• **To do**
Reproduce the items below word for word. Begin at their first line and stop after the line that contains "column 849, row 324".

-- Start --

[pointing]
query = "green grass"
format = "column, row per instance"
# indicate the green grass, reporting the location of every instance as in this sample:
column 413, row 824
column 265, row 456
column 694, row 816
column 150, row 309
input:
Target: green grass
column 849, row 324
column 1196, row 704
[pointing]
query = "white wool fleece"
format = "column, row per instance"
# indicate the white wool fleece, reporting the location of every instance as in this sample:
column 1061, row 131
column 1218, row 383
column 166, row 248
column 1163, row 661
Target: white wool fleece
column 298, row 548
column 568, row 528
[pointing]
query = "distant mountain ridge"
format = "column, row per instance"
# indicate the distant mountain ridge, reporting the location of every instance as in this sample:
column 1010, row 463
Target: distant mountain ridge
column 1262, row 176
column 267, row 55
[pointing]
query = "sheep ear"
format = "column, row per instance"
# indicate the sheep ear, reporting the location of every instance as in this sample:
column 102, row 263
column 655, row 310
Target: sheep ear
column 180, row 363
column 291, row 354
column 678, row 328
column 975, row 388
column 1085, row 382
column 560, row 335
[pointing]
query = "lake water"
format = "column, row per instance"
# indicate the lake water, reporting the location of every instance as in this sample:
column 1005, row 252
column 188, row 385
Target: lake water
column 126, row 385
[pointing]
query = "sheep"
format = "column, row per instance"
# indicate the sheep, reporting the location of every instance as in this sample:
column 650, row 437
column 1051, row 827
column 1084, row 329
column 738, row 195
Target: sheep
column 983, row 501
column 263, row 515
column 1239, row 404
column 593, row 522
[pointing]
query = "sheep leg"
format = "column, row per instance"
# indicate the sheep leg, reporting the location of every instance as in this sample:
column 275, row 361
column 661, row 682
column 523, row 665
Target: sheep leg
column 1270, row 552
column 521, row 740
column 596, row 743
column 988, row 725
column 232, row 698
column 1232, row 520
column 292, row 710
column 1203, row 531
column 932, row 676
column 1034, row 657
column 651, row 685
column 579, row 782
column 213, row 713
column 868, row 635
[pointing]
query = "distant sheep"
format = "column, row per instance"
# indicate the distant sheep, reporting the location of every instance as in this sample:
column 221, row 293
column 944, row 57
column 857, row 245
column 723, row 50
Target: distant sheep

-- End --

• **Answer to the task**
[pointing]
query = "green grass"
format = "column, row per instance"
# indicate the green grass, reporting the location of every instance as in this sample:
column 413, row 824
column 265, row 456
column 694, row 816
column 150, row 309
input:
Target: green grass
column 849, row 324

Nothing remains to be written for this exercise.